* **To be done**
Rewrite each of the rows below, substituting "find" for every occurrence of "locate" and keeping all other text unchanged.

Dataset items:
= = = =

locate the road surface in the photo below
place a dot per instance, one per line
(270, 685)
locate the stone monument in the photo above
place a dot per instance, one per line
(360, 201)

= = = =

* **Output for this exercise**
find the road surface in the photo below
place a dot per instance, one per line
(270, 685)
find the stone monument in the photo above
place a dot per instance, one per line
(360, 201)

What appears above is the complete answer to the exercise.